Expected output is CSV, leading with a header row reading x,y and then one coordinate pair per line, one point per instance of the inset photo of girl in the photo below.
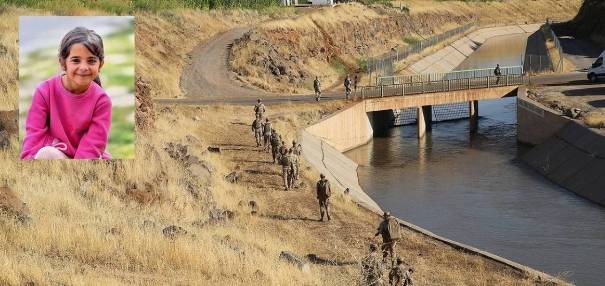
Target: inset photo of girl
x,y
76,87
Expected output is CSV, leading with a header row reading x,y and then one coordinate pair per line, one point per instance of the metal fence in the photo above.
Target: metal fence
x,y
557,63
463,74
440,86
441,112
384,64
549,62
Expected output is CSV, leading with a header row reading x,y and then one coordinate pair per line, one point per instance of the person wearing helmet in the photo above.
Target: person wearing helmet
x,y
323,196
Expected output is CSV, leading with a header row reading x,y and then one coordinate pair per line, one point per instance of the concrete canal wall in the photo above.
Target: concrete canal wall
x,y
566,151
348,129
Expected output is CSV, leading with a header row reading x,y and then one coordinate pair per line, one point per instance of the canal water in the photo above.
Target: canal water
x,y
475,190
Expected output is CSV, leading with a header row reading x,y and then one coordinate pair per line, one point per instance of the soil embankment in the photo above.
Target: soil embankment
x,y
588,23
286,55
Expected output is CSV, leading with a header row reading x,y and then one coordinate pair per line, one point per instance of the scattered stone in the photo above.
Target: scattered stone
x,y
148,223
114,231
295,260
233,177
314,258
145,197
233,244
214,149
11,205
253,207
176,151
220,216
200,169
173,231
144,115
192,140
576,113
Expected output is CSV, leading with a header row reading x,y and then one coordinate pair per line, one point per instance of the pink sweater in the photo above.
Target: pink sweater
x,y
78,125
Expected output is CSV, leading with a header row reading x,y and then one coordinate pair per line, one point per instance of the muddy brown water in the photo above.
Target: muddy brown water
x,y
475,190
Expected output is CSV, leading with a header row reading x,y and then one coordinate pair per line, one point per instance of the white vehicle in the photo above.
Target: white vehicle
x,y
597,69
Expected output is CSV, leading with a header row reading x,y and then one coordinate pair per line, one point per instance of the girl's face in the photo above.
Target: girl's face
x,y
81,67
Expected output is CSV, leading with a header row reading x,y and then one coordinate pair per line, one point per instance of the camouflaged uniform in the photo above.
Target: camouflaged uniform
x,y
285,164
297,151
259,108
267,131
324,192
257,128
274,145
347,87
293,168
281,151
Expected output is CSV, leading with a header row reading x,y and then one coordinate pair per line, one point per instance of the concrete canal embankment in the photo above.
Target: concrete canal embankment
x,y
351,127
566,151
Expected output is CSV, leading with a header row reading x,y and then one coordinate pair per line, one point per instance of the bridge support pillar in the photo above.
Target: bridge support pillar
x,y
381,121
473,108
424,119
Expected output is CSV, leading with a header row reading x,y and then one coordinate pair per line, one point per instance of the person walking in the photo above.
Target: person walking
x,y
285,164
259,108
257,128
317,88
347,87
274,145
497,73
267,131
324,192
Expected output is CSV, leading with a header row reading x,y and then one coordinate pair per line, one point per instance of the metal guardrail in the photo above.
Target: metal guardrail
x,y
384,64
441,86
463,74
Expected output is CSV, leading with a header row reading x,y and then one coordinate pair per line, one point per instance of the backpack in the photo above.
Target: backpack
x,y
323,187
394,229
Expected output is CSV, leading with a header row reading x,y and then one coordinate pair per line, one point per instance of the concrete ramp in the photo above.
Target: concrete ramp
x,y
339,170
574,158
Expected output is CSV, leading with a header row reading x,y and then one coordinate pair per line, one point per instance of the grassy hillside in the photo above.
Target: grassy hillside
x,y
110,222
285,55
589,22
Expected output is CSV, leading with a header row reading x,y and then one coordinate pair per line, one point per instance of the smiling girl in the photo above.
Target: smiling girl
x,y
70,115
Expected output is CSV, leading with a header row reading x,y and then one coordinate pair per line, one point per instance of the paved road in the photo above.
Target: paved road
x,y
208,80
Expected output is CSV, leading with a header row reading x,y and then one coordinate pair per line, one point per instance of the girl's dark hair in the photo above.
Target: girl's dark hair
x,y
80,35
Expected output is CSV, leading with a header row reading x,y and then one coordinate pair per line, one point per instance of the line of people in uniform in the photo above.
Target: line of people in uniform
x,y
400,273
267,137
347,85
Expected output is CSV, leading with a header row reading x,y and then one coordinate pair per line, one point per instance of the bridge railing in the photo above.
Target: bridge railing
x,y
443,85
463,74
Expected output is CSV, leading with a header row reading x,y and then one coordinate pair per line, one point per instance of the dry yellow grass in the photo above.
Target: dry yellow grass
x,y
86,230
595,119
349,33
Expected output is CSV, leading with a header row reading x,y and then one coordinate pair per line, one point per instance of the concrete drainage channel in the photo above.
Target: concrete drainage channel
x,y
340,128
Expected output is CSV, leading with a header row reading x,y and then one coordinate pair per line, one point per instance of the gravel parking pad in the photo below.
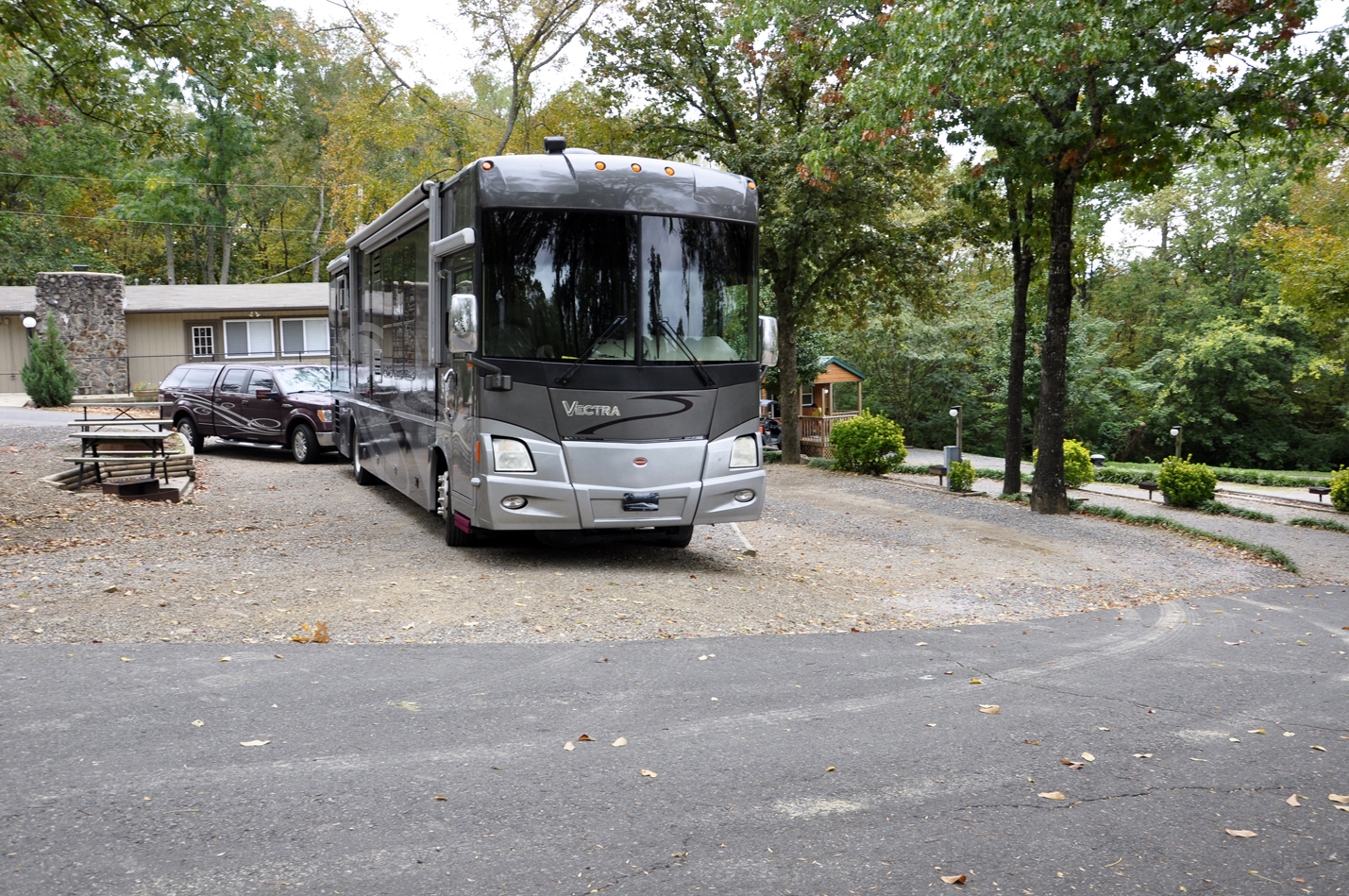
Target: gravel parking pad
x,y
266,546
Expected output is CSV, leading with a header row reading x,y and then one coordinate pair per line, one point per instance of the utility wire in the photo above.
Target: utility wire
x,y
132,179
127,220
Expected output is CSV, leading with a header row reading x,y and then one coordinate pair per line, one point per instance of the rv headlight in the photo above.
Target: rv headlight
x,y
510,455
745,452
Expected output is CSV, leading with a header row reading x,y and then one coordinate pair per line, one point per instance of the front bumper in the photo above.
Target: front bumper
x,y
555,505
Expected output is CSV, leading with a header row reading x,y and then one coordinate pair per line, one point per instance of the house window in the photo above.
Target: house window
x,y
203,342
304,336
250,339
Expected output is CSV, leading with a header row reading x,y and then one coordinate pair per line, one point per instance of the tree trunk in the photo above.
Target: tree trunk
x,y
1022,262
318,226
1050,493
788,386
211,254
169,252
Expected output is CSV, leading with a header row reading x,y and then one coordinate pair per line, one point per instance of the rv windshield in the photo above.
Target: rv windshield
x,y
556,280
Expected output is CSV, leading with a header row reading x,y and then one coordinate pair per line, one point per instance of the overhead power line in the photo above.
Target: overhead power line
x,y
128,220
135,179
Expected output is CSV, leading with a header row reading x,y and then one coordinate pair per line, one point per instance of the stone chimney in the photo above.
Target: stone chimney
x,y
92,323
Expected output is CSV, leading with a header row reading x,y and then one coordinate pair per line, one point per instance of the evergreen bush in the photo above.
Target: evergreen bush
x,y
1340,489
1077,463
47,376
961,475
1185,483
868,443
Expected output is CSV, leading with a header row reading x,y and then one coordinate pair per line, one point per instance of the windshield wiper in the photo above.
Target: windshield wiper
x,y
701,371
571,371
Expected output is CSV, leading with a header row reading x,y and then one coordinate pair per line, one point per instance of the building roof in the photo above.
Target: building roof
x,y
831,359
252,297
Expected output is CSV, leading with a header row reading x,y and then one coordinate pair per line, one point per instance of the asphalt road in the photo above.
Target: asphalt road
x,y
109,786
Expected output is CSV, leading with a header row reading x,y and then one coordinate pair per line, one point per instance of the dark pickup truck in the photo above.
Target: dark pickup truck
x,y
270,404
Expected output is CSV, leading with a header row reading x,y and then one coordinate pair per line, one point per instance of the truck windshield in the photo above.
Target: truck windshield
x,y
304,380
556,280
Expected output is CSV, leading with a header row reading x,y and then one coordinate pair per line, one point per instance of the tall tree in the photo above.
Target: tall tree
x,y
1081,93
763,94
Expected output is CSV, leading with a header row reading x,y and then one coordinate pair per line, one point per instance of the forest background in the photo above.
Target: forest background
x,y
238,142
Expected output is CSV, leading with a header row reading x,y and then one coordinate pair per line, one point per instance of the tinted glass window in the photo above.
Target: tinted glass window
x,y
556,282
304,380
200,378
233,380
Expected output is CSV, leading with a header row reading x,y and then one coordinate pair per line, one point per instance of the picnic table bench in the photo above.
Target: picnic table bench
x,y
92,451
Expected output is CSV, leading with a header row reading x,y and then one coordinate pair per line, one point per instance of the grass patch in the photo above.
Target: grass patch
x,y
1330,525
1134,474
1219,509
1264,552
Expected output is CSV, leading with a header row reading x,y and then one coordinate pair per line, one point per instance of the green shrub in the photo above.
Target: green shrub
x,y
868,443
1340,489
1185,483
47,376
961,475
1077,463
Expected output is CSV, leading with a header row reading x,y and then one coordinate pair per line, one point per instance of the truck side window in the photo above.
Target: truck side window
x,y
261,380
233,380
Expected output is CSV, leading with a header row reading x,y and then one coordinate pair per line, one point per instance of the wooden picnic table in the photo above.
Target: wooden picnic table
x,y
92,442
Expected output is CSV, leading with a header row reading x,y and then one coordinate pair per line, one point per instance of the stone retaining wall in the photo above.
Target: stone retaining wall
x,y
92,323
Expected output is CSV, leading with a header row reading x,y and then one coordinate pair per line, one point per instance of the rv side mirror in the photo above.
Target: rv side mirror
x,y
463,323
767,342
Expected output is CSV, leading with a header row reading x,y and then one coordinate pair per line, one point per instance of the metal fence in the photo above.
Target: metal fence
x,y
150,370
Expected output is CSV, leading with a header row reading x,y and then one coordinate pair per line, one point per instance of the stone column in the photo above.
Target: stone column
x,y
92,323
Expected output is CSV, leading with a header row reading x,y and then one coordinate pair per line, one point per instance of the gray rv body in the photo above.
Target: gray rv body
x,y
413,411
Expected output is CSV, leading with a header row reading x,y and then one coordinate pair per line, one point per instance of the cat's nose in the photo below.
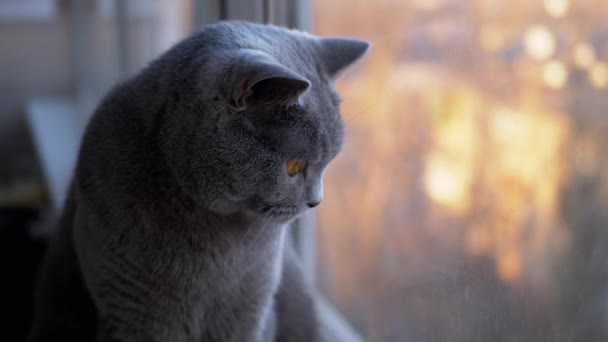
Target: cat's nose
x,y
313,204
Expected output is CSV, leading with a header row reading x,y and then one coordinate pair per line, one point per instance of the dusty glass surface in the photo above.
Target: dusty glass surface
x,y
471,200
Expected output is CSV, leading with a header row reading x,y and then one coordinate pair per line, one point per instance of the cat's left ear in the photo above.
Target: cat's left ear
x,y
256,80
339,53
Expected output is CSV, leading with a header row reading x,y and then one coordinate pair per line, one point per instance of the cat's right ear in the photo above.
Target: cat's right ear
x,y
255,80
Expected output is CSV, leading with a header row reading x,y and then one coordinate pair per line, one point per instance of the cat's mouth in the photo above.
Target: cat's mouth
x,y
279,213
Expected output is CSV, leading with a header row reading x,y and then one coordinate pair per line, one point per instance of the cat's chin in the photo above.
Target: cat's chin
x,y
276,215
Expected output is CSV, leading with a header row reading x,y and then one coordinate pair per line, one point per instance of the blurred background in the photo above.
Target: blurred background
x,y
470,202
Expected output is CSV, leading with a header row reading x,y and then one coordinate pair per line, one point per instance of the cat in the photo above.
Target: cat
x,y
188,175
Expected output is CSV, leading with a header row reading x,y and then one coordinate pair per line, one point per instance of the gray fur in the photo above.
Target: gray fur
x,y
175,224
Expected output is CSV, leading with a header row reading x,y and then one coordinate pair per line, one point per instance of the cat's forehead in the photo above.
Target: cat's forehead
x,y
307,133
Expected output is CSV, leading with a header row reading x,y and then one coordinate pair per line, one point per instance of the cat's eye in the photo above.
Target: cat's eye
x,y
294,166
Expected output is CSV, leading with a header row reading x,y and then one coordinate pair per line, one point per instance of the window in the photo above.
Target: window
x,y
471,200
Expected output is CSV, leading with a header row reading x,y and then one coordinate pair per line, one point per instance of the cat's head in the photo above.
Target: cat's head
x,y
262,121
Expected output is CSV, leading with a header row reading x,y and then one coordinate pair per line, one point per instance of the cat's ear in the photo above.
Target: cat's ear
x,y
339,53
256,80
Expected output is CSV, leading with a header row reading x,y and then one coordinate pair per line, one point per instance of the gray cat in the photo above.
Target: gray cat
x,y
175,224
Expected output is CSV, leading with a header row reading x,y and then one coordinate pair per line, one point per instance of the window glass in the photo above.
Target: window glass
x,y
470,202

▶ WHAT YOU SHOULD DO
Only lines containing "below" belong in the answer; copy every such line from the records.

▶ ANSWER FOR THE TASK
Expected output is CSV, leading with a header row reading x,y and then one coordinate pair per line, one point per instance of the inset photo of girl in the photo below.
Expected output is CSV, leading with a header row reading x,y and then one coordinate pair per line, one point per instance of the gravel parking pad in the photo below.
Expected output is CSV, leading with a header row reading x,y and then one coordinate pair per line, one point per instance of the cat's nose in the photo below.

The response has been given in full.